- TEXT
■ ■ ■ ■ ■
Folks this one is a little harrowing. It was hard to write and I find it hard to reread. I apologize for any typos or format errors. I couldn’t go over it that many times.
I was a lonely child in a house full of living things.
Seven siblings, two parents, family friends, members of the Catholic community, big dogs (a succession of German Shepherds), two to five cats, two budgies and a large fish tank. I shared a bedroom with at least two people till I was in my twenties. The only space I had to be alone was either in/under the holly tree in the yard (with the mean German Shepherd who loved only me) or the local library.
When I was eight (or there a-bouts) I found a collection of dusty comic books at the local used bookstore. I discovered the X-Men, Dreadstar, the Justice League…and a single battered copy of Avengers 212, when I was about ten.
It featured a woman called “The Elfqueen” whos husband is murdered, triggering a rampage of vengeance. In the end, she chooses to stop, to put down her rage and walk away because of something you’d not expect in a superhero comic.
■ ■ ■ ■ ■
[Excerpt from a data file]
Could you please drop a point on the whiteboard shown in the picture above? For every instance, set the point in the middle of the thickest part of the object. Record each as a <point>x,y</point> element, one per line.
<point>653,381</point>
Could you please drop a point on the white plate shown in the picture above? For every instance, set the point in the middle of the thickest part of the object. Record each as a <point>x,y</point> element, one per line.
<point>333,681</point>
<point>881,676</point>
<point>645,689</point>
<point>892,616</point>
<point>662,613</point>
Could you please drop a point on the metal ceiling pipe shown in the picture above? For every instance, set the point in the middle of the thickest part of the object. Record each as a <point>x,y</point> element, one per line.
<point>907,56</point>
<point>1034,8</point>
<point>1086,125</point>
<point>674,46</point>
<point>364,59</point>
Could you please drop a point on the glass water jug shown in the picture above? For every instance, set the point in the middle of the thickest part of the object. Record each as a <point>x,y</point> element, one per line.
■ ■ ■ ■ ■
- REQUIRED TASKS
A: Answer these questions from the childhood essay:
(i) What breed were the family's dogs?
(ii) Which two places gave the narrator space to be alone?
(iii) What issue number was the battered Avengers copy?
B: Write a continuation of the childhood essay, starting right after its last sentence.
The records bear no relation to the text.

- ANSWER SET
A:
(i) German Shepherds
(ii) In or under the holly tree in the yard, and the local library
(iii) 212

B:
The compassion and understanding of one man: Steve Rogers, Captain America.
I was fascinated by the big, handsome blond. I’d recently, due to Mark Hamill as Luke Skywalker, come to realize I rather liked boys. Steve became something between a crush and a beloved teacher.
Through the Avengers I found the Hawkeye 1983 mini-series and entered into a life long obsession with the Avenging Archer and the Shield Agent Known as Mockingbird — they gave me hope that an angry, lonely “too smart for your own good” girl could find a person who loved them.
But Steve was always there, the sun around which my love for these heros revolved. Even my love for the X-Men was tempered by my thoughts about Steve (I sided with the Avengers when they came for Magneto).
But I don’t know that I really appreciated how much Steve meant to me until April 2017, when Marvel began the run of their Secret Empire II comic.
This isn’t going to be (much) about that story or the value of that narrative.
This is about my seeing the image of Steve Rogers dressed as Captain America saying “Hail Hydra”, in the parking lot of a Shoppers Drug Mart, in 2017 and doubling over, weeping and retching. Spitting bile and mucous, the door to my car propped open to the angry chiming of the ‘key is in the ignition’ alarm. My phone lay face down on the drivers side floor, where I had dropped it.
(I’ve been through this passage twice and only just realized I didn’t write “Hail Hydra” in there until now, as though I am yet unable to process the words.)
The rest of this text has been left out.